* _What needs to be done_:
Among the lines below, tally those that contain "light" and respond with the total only.

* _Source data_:
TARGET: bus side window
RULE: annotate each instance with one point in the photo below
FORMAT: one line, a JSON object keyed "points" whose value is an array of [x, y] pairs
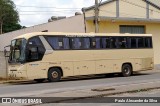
{"points": [[76, 43], [53, 41], [140, 42], [96, 43], [133, 43], [66, 45], [58, 43], [86, 43], [33, 43]]}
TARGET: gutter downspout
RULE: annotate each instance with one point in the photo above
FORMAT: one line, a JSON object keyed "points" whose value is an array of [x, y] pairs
{"points": [[84, 15]]}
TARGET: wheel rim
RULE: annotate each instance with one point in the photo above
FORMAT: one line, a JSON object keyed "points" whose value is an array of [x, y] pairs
{"points": [[54, 74], [127, 70]]}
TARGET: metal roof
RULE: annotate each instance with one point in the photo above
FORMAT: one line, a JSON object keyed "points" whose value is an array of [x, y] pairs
{"points": [[151, 2]]}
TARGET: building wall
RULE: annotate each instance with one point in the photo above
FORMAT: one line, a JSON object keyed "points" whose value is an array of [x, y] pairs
{"points": [[113, 27], [71, 24], [2, 65], [132, 8]]}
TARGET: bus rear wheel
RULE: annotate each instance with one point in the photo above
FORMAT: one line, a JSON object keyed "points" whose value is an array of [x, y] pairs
{"points": [[126, 70], [54, 75]]}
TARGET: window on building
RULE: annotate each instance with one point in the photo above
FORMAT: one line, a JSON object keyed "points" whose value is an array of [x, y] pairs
{"points": [[58, 43], [132, 29], [105, 42]]}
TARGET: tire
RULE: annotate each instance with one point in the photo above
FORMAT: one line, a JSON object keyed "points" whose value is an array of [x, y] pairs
{"points": [[54, 75], [39, 80], [126, 70]]}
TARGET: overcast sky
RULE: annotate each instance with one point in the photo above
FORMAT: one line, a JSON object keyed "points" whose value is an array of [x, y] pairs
{"points": [[37, 13]]}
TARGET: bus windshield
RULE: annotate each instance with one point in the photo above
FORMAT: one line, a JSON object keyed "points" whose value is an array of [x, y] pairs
{"points": [[17, 51]]}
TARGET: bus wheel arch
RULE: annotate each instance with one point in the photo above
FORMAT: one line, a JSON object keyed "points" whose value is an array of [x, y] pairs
{"points": [[55, 74], [127, 69]]}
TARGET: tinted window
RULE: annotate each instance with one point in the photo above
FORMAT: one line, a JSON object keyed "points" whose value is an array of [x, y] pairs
{"points": [[148, 42], [86, 43], [96, 43], [36, 43], [58, 43]]}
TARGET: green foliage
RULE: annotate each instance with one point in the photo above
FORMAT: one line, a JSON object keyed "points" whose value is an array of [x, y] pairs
{"points": [[9, 16]]}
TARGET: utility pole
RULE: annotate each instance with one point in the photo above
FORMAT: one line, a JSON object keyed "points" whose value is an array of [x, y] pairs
{"points": [[96, 16]]}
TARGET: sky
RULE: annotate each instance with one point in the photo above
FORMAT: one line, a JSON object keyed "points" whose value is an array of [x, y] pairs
{"points": [[34, 12]]}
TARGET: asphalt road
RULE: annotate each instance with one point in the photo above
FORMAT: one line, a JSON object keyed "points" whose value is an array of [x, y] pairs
{"points": [[31, 88]]}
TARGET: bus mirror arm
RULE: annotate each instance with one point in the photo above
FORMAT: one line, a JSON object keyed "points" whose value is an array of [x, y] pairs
{"points": [[5, 51]]}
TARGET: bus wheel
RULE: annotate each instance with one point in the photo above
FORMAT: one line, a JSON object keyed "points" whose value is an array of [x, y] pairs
{"points": [[126, 70], [54, 75]]}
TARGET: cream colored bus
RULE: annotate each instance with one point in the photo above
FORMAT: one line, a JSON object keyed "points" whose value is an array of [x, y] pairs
{"points": [[52, 56]]}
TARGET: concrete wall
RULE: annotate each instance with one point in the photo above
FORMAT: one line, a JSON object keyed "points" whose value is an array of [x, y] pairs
{"points": [[2, 65]]}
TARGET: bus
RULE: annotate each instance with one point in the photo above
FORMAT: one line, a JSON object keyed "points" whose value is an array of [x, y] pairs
{"points": [[54, 55]]}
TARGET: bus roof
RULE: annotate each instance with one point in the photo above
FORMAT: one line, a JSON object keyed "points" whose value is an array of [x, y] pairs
{"points": [[29, 35]]}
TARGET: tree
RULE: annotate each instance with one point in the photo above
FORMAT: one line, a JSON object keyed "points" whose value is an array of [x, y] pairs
{"points": [[8, 13]]}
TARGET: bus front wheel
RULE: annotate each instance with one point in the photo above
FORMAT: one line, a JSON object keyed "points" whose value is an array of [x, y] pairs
{"points": [[126, 70], [54, 74]]}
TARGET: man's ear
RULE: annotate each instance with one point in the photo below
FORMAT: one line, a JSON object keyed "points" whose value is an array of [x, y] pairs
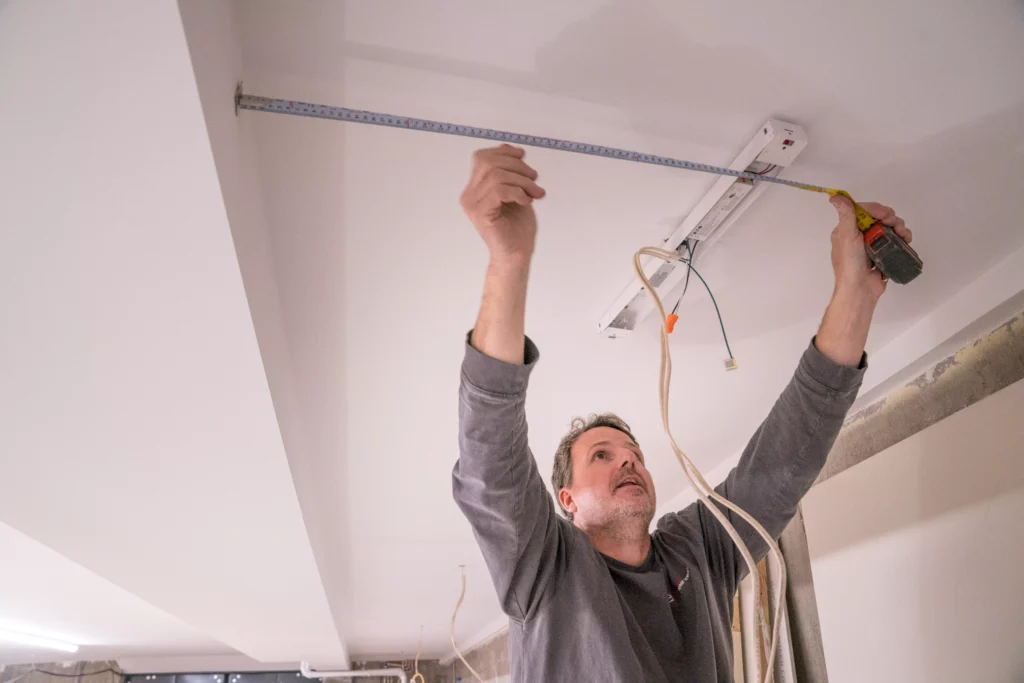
{"points": [[566, 501]]}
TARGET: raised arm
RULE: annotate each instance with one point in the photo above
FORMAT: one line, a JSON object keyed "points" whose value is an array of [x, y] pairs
{"points": [[496, 481], [790, 447]]}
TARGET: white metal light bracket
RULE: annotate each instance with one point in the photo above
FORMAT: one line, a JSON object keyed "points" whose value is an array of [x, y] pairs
{"points": [[774, 146]]}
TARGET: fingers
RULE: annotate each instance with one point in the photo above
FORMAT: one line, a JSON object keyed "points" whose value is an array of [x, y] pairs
{"points": [[499, 176], [901, 229], [510, 195], [888, 216], [503, 166], [880, 211], [513, 164], [844, 207], [500, 151]]}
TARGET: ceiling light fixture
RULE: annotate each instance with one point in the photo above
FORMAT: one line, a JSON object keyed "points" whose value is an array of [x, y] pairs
{"points": [[37, 641]]}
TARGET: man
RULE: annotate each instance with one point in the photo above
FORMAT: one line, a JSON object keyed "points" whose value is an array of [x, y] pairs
{"points": [[592, 596]]}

* _Reply_:
2